From the Sierra Leone mudslide report below, reproduce word for word the part that opens with the words containing "Coping with disaster" and closes with "address immediate needs.".

Text segment:
== Segment start ==

Aid distributions underway for Sierra Leone mudslide victims

Heavy rains in Freetown, Sierra Leone, caused mudslides that killed nearly 500 people and displaced thousands. Approximately 600 people are still unaccounted for. Concern’s distribution teams have been activated and are delivering essential supplies to some of the most affected communities. 

As part of coordinated response to mudslide in #SierraLeone, we’ve trucked 24,000 litres of water to most vulnerable https://t.co/t56dvUJXkh pic.twitter.com/bpw1Lcbpkl

— Concern Worldwide (@Concern) August 25, 2017

Coping with disaster

The area of Regent suffered the most damage – after a section of Sugarloaf Mountain collapsed – but other areas of Freetown have also been struggling with the effects of the continuous rains. Many drainage canals were filled with trash before the rains and couldn’t cope with the sudden influx of water. Surrounding neighborhoods quickly flooded.

The flooding destroyed homes and washed away all of people's belongings

Concern has worked in Sierra Leone since 1996 and has over 150 staff in the country. After the mudslides, we immediately began conducting assessments in affected communities. We’re also working as part of a consortium of aid agencies collaborating with the government to address immediate needs.

== Segment end ==

Records shown:
== Segment start ==

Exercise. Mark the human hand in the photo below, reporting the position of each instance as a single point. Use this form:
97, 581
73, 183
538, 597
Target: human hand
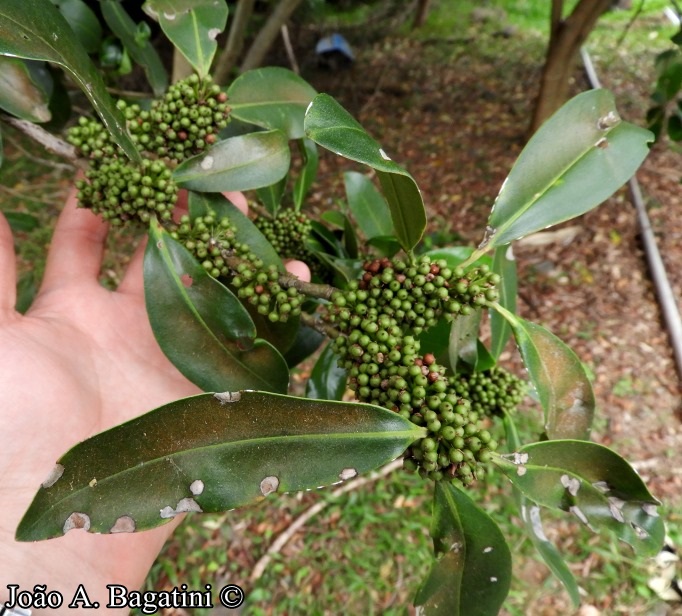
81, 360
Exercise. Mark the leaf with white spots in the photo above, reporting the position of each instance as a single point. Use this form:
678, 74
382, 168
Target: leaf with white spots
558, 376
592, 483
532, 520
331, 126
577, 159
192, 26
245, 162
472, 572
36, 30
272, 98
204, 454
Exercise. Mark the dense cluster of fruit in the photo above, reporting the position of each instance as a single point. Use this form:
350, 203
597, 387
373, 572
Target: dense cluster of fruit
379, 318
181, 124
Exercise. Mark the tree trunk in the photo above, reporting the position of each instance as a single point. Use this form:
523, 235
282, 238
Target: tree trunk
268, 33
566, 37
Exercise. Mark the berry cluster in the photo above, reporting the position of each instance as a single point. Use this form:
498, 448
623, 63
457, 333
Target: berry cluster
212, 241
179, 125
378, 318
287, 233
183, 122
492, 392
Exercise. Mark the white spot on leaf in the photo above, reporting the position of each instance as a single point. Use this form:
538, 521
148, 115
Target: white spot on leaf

== Segment end ==
== Segment start ==

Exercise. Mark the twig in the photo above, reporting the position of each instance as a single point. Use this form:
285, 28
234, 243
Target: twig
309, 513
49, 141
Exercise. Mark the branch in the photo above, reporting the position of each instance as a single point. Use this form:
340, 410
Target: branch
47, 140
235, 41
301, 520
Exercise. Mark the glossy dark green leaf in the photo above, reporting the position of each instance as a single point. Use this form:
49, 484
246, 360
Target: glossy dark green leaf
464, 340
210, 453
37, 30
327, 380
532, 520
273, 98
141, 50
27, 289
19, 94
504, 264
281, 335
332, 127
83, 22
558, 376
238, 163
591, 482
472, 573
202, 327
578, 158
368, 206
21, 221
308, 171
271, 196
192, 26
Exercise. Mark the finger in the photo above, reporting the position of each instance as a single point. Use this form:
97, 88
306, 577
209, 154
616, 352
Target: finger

== Segment end ==
== Segment start ==

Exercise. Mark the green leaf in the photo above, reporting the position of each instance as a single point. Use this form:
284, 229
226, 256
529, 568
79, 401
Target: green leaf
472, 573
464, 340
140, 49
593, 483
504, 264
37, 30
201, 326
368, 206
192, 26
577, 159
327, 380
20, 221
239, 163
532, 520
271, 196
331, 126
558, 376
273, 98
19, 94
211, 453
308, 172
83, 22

== Segment end ==

Response area:
Coping with disaster

The area of Regent suffered the most damage – after a section of Sugarloaf Mountain collapsed – but other areas of Freetown have also been struggling with the effects of the continuous rains. Many drainage canals were filled with trash before the rains and couldn’t cope with the sudden influx of water. Surrounding neighborhoods quickly flooded.

The flooding destroyed homes and washed away all of people's belongings

Concern has worked in Sierra Leone since 1996 and has over 150 staff in the country. After the mudslides, we immediately began conducting assessments in affected communities. We’re also working as part of a consortium of aid agencies collaborating with the government to address immediate needs.